**What to work on**
Search the entries below for the line containing "Would you mind annotating the tall"; from there to the end, return every line exactly and add nothing.

Point-per-instance localization data
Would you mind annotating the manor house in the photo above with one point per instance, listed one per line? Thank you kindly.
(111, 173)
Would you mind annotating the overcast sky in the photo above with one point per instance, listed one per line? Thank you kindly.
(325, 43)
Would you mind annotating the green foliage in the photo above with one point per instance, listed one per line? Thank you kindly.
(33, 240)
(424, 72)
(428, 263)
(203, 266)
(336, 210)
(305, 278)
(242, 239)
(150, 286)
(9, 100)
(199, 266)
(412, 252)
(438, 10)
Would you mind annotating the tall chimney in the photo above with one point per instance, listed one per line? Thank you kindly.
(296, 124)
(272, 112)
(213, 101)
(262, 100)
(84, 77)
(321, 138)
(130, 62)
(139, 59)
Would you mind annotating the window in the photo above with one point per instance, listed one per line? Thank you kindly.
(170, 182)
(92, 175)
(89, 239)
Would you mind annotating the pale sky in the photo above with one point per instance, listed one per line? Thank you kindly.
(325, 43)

**Task solution**
Would you mind annotating the tall chimney in the photo above with one point per instance, listed one per line? Thank you kindly.
(296, 124)
(272, 112)
(213, 101)
(262, 100)
(84, 77)
(321, 138)
(130, 62)
(139, 59)
Would you mind annotating the window in the photo above with one point per instance, listed one per line? Thank you kindly.
(170, 182)
(92, 175)
(89, 239)
Would you mind annotating the pale sky in the photo above with one point per instance, listed one per line? Thank you kindly.
(325, 43)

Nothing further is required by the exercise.